__Materials provided__.
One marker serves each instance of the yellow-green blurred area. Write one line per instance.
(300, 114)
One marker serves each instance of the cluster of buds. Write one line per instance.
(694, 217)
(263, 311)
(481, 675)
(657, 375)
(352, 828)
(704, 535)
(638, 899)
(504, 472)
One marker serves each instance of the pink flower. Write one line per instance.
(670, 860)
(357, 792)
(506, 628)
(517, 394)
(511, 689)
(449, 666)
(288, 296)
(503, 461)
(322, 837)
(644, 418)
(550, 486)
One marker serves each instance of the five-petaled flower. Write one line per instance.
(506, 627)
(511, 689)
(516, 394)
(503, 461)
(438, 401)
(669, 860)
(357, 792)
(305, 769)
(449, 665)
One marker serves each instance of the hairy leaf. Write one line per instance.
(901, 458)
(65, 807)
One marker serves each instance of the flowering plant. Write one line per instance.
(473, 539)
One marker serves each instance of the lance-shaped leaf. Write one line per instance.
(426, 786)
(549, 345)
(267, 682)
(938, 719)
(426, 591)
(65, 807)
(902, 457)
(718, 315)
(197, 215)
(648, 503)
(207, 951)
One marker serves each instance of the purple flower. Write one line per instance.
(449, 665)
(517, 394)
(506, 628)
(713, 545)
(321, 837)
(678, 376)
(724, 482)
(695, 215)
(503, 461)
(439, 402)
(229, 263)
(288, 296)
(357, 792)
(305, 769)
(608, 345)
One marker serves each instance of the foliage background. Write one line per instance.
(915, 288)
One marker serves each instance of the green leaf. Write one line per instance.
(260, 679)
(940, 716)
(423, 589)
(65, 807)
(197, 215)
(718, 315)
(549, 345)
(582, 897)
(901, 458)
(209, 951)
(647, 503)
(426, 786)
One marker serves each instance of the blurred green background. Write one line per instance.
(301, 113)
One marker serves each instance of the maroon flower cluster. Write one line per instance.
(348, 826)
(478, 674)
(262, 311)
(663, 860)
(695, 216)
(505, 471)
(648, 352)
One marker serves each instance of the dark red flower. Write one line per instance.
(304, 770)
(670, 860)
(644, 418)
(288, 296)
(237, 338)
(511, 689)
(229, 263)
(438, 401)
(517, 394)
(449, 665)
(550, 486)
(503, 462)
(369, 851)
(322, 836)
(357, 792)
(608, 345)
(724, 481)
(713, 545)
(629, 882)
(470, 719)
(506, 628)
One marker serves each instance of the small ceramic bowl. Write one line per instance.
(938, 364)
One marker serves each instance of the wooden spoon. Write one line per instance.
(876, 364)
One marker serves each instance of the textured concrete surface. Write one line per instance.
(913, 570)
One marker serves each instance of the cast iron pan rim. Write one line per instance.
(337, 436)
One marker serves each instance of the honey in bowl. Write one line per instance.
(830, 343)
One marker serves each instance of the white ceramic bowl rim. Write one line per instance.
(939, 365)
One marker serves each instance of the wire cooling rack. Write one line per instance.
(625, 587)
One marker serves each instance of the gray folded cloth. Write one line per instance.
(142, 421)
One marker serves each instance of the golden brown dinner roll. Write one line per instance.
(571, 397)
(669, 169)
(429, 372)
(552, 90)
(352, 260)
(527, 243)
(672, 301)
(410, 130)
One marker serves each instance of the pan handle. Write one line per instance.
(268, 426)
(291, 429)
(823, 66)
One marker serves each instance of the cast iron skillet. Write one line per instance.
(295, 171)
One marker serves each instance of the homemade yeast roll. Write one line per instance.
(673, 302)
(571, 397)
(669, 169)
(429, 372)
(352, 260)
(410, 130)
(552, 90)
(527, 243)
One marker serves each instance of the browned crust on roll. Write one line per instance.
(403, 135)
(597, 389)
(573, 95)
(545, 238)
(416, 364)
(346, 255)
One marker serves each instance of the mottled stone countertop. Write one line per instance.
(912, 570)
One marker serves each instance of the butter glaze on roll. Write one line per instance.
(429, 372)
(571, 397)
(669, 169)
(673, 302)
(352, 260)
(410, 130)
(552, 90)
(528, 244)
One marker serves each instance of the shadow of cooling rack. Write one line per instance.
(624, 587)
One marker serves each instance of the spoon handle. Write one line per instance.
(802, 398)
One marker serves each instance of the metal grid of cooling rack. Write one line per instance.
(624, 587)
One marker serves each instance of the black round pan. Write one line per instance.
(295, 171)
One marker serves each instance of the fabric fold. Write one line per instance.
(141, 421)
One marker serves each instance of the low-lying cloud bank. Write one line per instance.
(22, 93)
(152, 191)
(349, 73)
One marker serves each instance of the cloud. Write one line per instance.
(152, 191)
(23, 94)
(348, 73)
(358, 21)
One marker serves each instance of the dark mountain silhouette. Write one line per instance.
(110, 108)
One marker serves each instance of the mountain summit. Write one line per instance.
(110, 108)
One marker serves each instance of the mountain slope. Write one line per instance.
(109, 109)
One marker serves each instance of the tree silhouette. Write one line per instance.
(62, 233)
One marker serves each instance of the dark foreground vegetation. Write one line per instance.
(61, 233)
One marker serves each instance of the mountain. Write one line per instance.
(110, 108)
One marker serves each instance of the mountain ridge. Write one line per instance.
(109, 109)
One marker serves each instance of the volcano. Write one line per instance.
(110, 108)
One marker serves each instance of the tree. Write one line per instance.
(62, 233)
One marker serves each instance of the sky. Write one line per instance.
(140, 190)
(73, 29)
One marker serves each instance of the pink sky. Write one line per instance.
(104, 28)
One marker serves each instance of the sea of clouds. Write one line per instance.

__Requirement__.
What is needed is an exact copy of every entry above.

__Answer section__.
One marker serves each instance of the yellow-green blurred area. Write one line per instance.
(300, 114)
One marker serves each instance of the cluster of buds. Write one line per instance.
(694, 217)
(263, 311)
(481, 675)
(657, 375)
(352, 828)
(704, 535)
(638, 899)
(504, 472)
One marker serves each instance of the pink flower. Write one line per instance.
(670, 860)
(357, 792)
(506, 628)
(517, 394)
(511, 689)
(449, 666)
(288, 296)
(503, 461)
(322, 837)
(644, 418)
(550, 486)
One marker serves each instance of the five-petaled flower. Write one line per instance.
(506, 627)
(511, 689)
(516, 394)
(503, 461)
(438, 401)
(669, 860)
(357, 792)
(305, 769)
(449, 665)
One marker serves each instance of the hairy leaf. Write one line per instance.
(901, 458)
(65, 807)
One marker serves each instance of the flowering plant. Write one line per instance.
(473, 539)
One marker serves each instance of the lance-shaped leaf. Write one line per instance.
(426, 786)
(549, 345)
(267, 682)
(938, 719)
(426, 591)
(65, 807)
(902, 457)
(718, 315)
(197, 215)
(648, 503)
(207, 951)
One marker serves each instance of the purple flower. Write one line per instance.
(449, 665)
(517, 394)
(506, 628)
(713, 545)
(321, 837)
(678, 376)
(724, 482)
(695, 215)
(503, 461)
(439, 402)
(229, 263)
(288, 296)
(357, 792)
(305, 769)
(608, 345)
One marker serves each instance of the foliage background. Write one line per instance.
(915, 288)
One marker serves each instance of the green leaf. Write one line per instance.
(260, 679)
(940, 716)
(423, 589)
(65, 807)
(197, 215)
(718, 315)
(549, 345)
(582, 897)
(901, 458)
(209, 951)
(647, 503)
(426, 786)
One marker serves each instance of the blurred green background. Write one line per instance.
(301, 113)
One marker serves each instance of the maroon flower cluster. Write one line per instance.
(348, 826)
(478, 674)
(262, 311)
(663, 860)
(695, 216)
(505, 471)
(648, 352)
One marker serves each instance of the dark red flower. Write one line per instance.
(304, 770)
(670, 860)
(644, 418)
(288, 296)
(237, 338)
(511, 689)
(229, 263)
(438, 401)
(517, 394)
(449, 665)
(550, 486)
(503, 462)
(369, 851)
(322, 836)
(357, 792)
(608, 345)
(724, 481)
(713, 545)
(629, 882)
(470, 719)
(506, 628)
One marker serves each instance of the small ceramic bowl. Write one line per instance.
(938, 364)
One marker serves each instance of the wooden spoon. Write one line per instance.
(876, 364)
One marker serves each instance of the textured concrete surface. Write one line per instance.
(913, 570)
One marker serves each instance of the cast iron pan rim. Write one line per instance.
(337, 436)
One marker serves each instance of the honey in bowl. Write one line per instance.
(830, 343)
One marker serves each instance of the white ceramic bowl rim. Write one line per instance.
(939, 365)
One marker serves each instance of the wire cooling rack. Write one line per instance.
(625, 587)
One marker serves each instance of the gray folded cloth. Write one line per instance.
(142, 421)
One marker serves each instance of the golden brown dinner roll. Write one line per instance.
(571, 397)
(669, 169)
(429, 372)
(552, 90)
(352, 260)
(527, 243)
(672, 301)
(410, 130)
One marker serves each instance of the pan handle. Write one line per instance.
(268, 426)
(291, 429)
(823, 66)
One marker serves each instance of the cast iron skillet. Write one line per instance.
(295, 171)
One marker serves each instance of the homemade yeast roll. Write one line per instance.
(673, 302)
(571, 397)
(669, 169)
(429, 372)
(352, 260)
(410, 130)
(552, 90)
(527, 243)
One marker serves each instance of the browned crust on roll. Write one line per instance.
(403, 135)
(597, 389)
(573, 95)
(545, 238)
(416, 364)
(346, 255)
One marker serves each instance of the mottled stone countertop. Write one line per instance.
(912, 570)
One marker serves each instance of the butter glaze on roll. Write one line per instance.
(429, 372)
(571, 397)
(669, 169)
(673, 302)
(352, 260)
(410, 130)
(552, 90)
(528, 244)
One marker serves each instance of the shadow of cooling rack. Write one line per instance.
(624, 587)
One marker serves each instance of the spoon handle. Write one line per instance.
(802, 398)
One marker serves each instance of the metal grid of cooling rack. Write one line per instance.
(624, 587)
One marker serves each instance of the black round pan. Write one line per instance.
(295, 171)
One marker serves each instance of the fabric fold. Write one line per instance.
(141, 421)
One marker serves each instance of the low-lying cloud bank. Write one line per instance.
(22, 93)
(152, 191)
(349, 73)
One marker serves each instance of the cloud. Write one line per instance.
(152, 191)
(23, 94)
(348, 73)
(358, 21)
One marker serves each instance of the dark mountain silhouette. Write one line per instance.
(110, 108)
One marker serves each instance of the mountain summit. Write one line per instance.
(110, 108)
One marker serves each instance of the mountain slope. Write one line per instance.
(109, 109)
One marker serves each instance of the tree silhouette. Write one line per instance.
(62, 233)
One marker serves each instance of the dark foreground vegetation. Write one line per instance.
(61, 233)
One marker serves each instance of the mountain. Write one line per instance.
(110, 108)
One marker serves each instance of the mountain ridge. Write one line per instance.
(109, 109)
One marker serves each instance of the volcano. Write one line per instance.
(110, 108)
One marker serves each instance of the tree. Write one line per instance.
(62, 233)
One marker serves each instance of the sky. Write one line per instance.
(140, 190)
(73, 29)
One marker serves each instance of the pink sky. Write one line per instance.
(104, 28)
One marker serves each instance of the sea of clouds. Write one line per instance.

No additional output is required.